* [CHALLENGE]
Rewrite everything from the line containing "the brown dog's nose" down to the line containing "column 85, row 146", putting "image" wherever "photo" appears and keeping all else unchanged. Leave the pictures out of your answer.

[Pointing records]
● ● ● ● ● ● ●
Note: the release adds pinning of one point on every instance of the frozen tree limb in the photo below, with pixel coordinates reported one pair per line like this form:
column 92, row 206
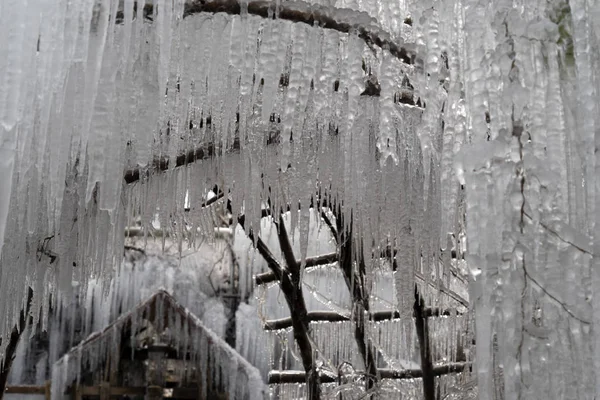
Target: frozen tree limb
column 422, row 328
column 13, row 342
column 278, row 377
column 356, row 284
column 332, row 316
column 343, row 21
column 298, row 309
column 289, row 280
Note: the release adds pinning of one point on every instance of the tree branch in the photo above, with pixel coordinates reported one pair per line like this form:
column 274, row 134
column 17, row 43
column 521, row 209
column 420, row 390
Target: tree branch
column 292, row 290
column 332, row 316
column 300, row 322
column 278, row 377
column 13, row 342
column 423, row 337
column 313, row 15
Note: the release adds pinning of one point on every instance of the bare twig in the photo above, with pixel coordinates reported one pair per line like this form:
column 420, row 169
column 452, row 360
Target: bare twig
column 422, row 328
column 278, row 377
column 313, row 15
column 13, row 341
column 289, row 281
column 332, row 316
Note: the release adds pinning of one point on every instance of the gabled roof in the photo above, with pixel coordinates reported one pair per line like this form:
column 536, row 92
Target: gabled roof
column 162, row 310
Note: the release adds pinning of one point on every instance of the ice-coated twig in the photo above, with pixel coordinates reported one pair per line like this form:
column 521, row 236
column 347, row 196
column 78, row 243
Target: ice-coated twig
column 278, row 377
column 332, row 316
column 340, row 20
column 289, row 281
column 13, row 341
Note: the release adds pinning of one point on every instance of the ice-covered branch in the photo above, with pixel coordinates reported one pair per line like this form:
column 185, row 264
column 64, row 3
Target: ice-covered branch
column 277, row 377
column 422, row 328
column 269, row 277
column 341, row 20
column 332, row 316
column 13, row 341
column 163, row 163
column 289, row 281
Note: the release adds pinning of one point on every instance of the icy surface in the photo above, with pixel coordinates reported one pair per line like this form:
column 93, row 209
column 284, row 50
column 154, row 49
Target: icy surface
column 101, row 107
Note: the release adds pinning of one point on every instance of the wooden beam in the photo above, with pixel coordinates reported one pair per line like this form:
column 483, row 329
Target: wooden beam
column 278, row 377
column 302, row 12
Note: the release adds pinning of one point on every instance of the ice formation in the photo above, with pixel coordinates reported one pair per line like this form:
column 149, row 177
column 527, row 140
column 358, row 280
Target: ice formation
column 112, row 111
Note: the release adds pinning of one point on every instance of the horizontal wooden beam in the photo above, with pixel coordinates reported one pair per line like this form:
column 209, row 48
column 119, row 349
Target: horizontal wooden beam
column 332, row 316
column 25, row 389
column 278, row 377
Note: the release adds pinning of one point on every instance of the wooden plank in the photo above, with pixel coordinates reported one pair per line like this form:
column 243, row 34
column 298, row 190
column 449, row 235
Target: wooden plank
column 26, row 389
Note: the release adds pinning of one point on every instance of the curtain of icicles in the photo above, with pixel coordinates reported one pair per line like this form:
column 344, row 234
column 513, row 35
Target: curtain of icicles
column 92, row 90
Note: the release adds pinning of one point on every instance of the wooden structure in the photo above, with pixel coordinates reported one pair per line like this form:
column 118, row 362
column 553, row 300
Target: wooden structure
column 157, row 350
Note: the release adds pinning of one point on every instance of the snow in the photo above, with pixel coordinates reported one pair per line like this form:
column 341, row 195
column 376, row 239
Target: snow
column 500, row 151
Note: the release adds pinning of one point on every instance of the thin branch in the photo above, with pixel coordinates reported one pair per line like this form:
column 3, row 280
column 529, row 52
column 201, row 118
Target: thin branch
column 163, row 164
column 278, row 377
column 560, row 237
column 292, row 289
column 269, row 277
column 289, row 281
column 556, row 299
column 422, row 328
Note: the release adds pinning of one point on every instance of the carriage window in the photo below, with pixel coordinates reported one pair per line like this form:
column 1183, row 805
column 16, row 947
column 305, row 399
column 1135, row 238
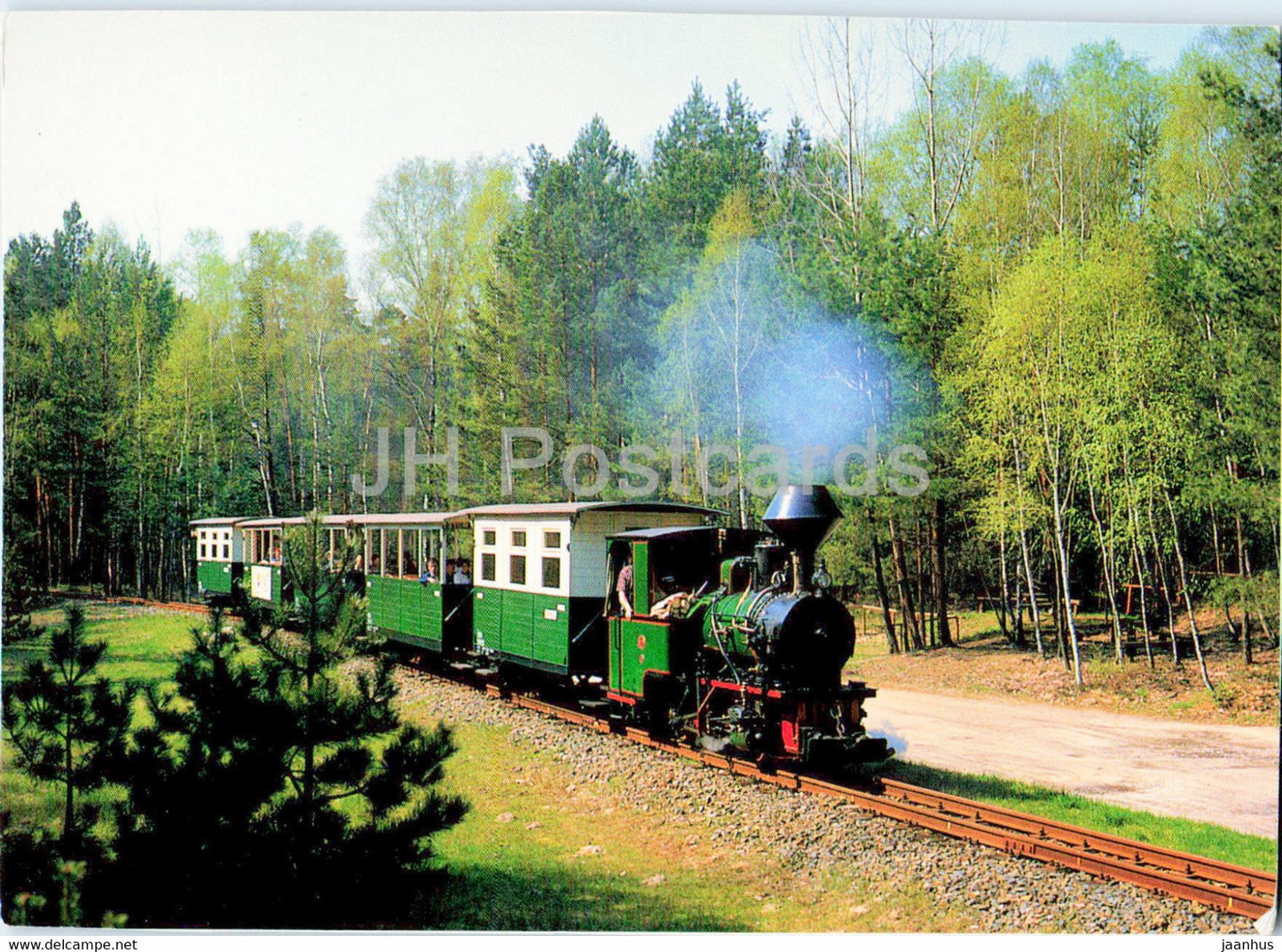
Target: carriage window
column 552, row 571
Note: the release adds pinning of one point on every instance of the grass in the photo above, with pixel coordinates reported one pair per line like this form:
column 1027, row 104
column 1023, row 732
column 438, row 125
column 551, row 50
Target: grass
column 1186, row 836
column 539, row 853
column 654, row 871
column 143, row 645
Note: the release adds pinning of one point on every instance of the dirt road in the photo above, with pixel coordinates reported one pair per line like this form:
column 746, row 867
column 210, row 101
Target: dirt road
column 1222, row 774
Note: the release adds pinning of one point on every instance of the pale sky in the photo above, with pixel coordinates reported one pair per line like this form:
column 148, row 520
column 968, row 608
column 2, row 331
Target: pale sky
column 240, row 121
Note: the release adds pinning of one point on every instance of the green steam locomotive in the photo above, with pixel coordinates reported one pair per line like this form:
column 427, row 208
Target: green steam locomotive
column 723, row 637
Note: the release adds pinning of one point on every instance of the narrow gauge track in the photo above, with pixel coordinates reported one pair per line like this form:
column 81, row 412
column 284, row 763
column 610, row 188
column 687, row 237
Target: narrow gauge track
column 1221, row 885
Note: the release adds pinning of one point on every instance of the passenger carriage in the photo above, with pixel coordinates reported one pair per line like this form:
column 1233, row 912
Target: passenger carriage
column 541, row 578
column 263, row 541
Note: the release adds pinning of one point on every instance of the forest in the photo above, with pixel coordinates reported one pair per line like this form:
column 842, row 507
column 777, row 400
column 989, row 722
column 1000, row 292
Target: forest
column 1063, row 286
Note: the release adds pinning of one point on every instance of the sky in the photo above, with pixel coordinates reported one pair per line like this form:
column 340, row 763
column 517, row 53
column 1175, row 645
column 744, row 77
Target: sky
column 240, row 121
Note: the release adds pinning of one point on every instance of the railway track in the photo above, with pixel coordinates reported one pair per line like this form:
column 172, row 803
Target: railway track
column 1183, row 876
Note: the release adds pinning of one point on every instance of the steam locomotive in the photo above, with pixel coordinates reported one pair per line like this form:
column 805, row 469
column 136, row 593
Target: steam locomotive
column 723, row 637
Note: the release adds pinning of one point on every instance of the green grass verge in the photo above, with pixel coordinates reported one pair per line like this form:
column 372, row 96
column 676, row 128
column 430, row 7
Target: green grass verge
column 1187, row 836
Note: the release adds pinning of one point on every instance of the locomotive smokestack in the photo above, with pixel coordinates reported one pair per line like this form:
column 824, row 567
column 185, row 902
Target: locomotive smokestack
column 801, row 519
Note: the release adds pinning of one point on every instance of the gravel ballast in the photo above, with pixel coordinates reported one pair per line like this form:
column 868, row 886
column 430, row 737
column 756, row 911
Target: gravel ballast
column 812, row 836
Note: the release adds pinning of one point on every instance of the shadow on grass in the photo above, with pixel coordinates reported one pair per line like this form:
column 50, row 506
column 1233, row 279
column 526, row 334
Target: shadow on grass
column 555, row 900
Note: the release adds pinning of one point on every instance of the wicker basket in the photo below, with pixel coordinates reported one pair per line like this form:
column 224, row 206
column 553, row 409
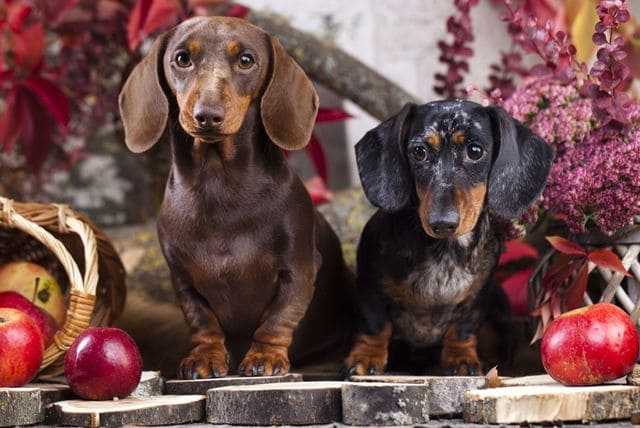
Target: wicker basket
column 78, row 255
column 614, row 287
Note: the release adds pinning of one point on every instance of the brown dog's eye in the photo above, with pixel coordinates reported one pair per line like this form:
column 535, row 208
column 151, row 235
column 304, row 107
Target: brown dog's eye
column 474, row 151
column 245, row 61
column 183, row 59
column 419, row 153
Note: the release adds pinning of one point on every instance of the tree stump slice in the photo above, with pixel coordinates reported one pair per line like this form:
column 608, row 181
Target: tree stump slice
column 296, row 403
column 51, row 392
column 550, row 403
column 151, row 383
column 385, row 403
column 446, row 393
column 156, row 410
column 201, row 386
column 20, row 406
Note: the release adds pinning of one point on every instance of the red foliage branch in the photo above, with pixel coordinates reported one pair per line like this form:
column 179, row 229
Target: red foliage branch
column 455, row 54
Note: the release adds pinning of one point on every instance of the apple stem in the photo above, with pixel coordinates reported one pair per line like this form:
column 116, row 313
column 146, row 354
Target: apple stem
column 35, row 290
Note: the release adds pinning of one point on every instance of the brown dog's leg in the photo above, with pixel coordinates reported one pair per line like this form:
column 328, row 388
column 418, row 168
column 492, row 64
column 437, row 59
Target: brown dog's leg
column 460, row 356
column 370, row 353
column 208, row 357
column 269, row 350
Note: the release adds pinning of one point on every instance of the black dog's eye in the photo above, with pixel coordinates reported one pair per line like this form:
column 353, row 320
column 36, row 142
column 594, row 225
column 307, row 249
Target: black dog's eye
column 420, row 153
column 183, row 59
column 474, row 151
column 245, row 61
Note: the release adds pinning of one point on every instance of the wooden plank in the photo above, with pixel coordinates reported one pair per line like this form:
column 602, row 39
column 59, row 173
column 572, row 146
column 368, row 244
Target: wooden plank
column 151, row 383
column 550, row 403
column 153, row 410
column 294, row 403
column 446, row 393
column 377, row 403
column 20, row 406
column 201, row 386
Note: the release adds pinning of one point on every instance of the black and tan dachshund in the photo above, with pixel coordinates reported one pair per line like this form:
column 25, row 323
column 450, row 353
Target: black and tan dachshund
column 258, row 272
column 426, row 257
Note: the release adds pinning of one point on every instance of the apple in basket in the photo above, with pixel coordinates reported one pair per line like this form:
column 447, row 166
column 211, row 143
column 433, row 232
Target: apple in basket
column 590, row 345
column 21, row 348
column 45, row 322
column 103, row 363
column 36, row 284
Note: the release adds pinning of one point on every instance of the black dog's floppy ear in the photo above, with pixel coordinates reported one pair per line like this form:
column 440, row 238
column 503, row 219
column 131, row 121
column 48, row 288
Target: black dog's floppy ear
column 521, row 168
column 383, row 169
column 290, row 103
column 144, row 107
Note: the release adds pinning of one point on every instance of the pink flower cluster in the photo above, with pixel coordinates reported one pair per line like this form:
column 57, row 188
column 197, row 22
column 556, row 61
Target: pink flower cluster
column 594, row 176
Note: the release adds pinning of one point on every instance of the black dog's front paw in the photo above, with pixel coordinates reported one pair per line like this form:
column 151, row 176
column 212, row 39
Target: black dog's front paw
column 464, row 368
column 205, row 361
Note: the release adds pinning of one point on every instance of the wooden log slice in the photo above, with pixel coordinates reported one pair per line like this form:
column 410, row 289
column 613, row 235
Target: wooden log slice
column 385, row 403
column 446, row 393
column 201, row 386
column 20, row 406
column 156, row 410
column 296, row 403
column 550, row 403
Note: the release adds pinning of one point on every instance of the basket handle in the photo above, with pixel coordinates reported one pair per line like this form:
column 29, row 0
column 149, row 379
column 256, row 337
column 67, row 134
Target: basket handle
column 83, row 290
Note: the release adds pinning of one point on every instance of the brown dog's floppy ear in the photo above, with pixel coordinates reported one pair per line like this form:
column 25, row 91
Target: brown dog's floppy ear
column 144, row 107
column 521, row 168
column 290, row 103
column 382, row 165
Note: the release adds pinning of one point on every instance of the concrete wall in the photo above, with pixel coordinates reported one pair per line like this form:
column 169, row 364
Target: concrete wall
column 399, row 39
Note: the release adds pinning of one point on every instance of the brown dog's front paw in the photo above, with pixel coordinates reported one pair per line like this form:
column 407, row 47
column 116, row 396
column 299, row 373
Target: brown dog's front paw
column 459, row 356
column 361, row 364
column 205, row 361
column 265, row 360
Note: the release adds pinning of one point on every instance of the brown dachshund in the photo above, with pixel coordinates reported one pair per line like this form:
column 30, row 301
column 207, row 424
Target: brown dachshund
column 258, row 272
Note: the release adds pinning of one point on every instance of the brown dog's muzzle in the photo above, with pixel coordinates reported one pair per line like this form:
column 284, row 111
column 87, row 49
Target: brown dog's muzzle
column 208, row 117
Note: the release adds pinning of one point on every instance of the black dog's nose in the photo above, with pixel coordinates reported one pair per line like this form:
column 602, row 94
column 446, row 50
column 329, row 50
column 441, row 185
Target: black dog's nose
column 444, row 225
column 208, row 117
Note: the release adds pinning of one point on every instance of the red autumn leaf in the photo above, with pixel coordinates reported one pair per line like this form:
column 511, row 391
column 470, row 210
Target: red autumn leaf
column 150, row 15
column 318, row 158
column 561, row 270
column 517, row 249
column 556, row 306
column 55, row 8
column 574, row 296
column 608, row 260
column 10, row 121
column 515, row 287
column 565, row 246
column 35, row 128
column 331, row 115
column 17, row 13
column 28, row 46
column 318, row 190
column 51, row 98
column 544, row 312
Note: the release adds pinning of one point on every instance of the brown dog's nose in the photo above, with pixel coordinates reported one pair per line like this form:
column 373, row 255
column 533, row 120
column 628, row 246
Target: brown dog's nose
column 208, row 116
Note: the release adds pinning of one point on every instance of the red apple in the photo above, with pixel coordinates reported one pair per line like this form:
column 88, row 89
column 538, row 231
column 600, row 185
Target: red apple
column 36, row 284
column 103, row 363
column 46, row 323
column 590, row 345
column 21, row 347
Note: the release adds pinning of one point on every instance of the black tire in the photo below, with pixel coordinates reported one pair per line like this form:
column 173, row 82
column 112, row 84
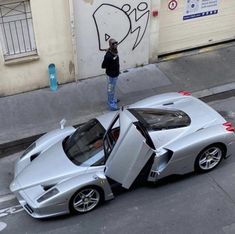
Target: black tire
column 209, row 158
column 86, row 200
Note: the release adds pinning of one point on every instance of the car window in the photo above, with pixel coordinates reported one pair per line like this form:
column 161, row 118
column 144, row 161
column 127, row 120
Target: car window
column 111, row 137
column 159, row 119
column 85, row 145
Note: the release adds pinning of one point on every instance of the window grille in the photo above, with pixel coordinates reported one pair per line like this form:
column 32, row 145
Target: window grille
column 16, row 30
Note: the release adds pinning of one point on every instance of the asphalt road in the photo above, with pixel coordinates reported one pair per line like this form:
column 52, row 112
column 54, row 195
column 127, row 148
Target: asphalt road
column 194, row 203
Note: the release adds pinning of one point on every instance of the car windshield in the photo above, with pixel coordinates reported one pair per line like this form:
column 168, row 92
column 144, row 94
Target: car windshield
column 85, row 146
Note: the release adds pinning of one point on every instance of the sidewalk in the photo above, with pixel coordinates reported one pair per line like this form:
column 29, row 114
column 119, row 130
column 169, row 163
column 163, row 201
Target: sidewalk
column 33, row 113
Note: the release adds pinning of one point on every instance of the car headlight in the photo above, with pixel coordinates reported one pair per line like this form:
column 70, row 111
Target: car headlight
column 48, row 195
column 30, row 148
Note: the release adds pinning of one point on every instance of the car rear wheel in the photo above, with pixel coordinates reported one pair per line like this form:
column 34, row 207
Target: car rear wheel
column 209, row 158
column 85, row 200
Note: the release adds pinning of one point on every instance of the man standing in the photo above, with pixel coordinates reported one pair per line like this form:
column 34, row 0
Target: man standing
column 111, row 64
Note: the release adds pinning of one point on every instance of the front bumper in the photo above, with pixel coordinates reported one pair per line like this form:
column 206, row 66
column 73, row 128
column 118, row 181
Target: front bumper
column 34, row 210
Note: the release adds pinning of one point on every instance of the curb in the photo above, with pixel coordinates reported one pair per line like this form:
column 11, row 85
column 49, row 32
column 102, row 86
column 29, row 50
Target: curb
column 207, row 95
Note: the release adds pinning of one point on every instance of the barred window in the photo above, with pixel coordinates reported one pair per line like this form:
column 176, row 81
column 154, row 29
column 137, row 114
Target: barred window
column 16, row 29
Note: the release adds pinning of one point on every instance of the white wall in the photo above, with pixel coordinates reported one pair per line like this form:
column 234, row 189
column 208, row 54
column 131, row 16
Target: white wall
● ● ● ● ● ● ●
* [ANSWER TO THE PROBLEM]
Note: the release adds pinning of one point on every instance of the brown dog's nose in the image above, with pixel coordinates reported one pair per line like this form:
column 373, row 255
column 533, row 120
column 628, row 246
Target: brown dog's nose
column 208, row 116
Note: the release adds pinning of one point on every instance of the red apple in the image above, with pixel coordinates reported one pair per line like this form:
column 88, row 89
column 538, row 231
column 600, row 185
Target: red apple
column 36, row 284
column 103, row 363
column 46, row 323
column 590, row 345
column 21, row 347
Note: the release adds pinning of one point on every instance of the black tire in the image below, with pixel coordinates reported one pair per line like this form:
column 173, row 82
column 112, row 84
Target: black tire
column 209, row 158
column 86, row 200
Note: the release adds pinning of one point on every instance of the car window in the image above, with pixel coordinates reported one pair per line like this form:
column 161, row 118
column 144, row 161
column 127, row 120
Target: car window
column 111, row 137
column 159, row 119
column 85, row 145
Note: the release adds pinning of one point on every instance of the window grille in the image above, with pixel coordinates reported one pair per line like this form:
column 32, row 145
Target: window grille
column 16, row 30
Note: the release adds pinning of one point on every instance of the asphalt road in the image above, with pixel coordinates reported one pair per line like this form:
column 52, row 112
column 54, row 195
column 127, row 148
Target: asphalt road
column 194, row 203
Note: the release adds pinning of one point on every instance of the car windshield in the image above, with pixel coordinates reported one pair per line like this form:
column 168, row 92
column 144, row 94
Target: car windshield
column 85, row 146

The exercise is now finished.